[Records for processing]
***

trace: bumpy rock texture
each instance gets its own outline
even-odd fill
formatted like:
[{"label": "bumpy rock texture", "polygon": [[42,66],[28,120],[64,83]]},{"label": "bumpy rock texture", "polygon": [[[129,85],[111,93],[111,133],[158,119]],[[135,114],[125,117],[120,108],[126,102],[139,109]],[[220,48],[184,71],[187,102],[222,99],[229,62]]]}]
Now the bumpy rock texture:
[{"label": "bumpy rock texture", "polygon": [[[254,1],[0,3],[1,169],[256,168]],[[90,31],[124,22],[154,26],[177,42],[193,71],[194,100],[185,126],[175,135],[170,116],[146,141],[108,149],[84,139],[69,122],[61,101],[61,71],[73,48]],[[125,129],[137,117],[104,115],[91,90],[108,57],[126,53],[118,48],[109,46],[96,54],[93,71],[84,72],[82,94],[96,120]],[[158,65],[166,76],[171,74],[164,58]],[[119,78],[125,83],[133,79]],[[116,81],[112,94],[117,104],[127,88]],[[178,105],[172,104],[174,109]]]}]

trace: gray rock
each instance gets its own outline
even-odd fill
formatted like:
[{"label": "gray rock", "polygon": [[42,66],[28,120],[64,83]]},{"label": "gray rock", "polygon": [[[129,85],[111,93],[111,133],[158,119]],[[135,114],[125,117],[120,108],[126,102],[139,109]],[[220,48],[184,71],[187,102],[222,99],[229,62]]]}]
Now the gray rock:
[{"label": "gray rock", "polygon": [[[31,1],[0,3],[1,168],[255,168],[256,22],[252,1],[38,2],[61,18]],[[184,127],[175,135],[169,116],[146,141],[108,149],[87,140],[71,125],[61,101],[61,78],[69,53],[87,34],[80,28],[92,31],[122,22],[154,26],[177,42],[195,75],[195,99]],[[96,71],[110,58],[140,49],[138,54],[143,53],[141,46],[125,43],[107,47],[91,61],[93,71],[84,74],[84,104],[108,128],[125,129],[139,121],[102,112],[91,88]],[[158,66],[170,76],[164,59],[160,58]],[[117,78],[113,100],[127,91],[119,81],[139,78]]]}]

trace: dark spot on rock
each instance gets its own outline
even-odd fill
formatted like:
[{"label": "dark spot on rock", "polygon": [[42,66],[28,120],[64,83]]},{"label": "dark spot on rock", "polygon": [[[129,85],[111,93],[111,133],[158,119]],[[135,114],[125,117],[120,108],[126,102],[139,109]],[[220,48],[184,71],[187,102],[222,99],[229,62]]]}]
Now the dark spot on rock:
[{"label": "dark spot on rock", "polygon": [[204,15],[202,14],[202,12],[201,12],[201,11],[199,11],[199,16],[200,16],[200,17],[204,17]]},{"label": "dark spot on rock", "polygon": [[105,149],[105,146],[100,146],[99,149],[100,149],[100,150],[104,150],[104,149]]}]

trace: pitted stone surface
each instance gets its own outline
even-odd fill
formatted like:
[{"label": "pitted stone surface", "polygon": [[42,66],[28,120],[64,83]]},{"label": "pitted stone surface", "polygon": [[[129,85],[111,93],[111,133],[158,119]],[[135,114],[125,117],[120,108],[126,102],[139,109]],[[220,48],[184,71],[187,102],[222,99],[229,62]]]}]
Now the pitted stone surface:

***

[Task instructions] Lay out the lines of the records from the one holding "trace: pitted stone surface" through the end of the records, inclusive, as a Markdown table with the columns "Row" and "Line", and leave out any blank lines.

[Task solution]
| Row | Line |
|---|---|
| 1 | trace: pitted stone surface |
| 2 | each instance gets its own outline |
| 3 | even-odd fill |
| 4 | formatted like: |
| 5 | [{"label": "pitted stone surface", "polygon": [[42,66],[28,120],[64,83]]},{"label": "pitted stone surface", "polygon": [[[129,85],[111,93],[111,133],[158,119]],[[135,114],[125,117],[120,108],[126,102],[139,109]],[[220,48],[184,71],[187,102],[222,99],[229,62]]]}] |
| 6 | Now the pitted stone surface: |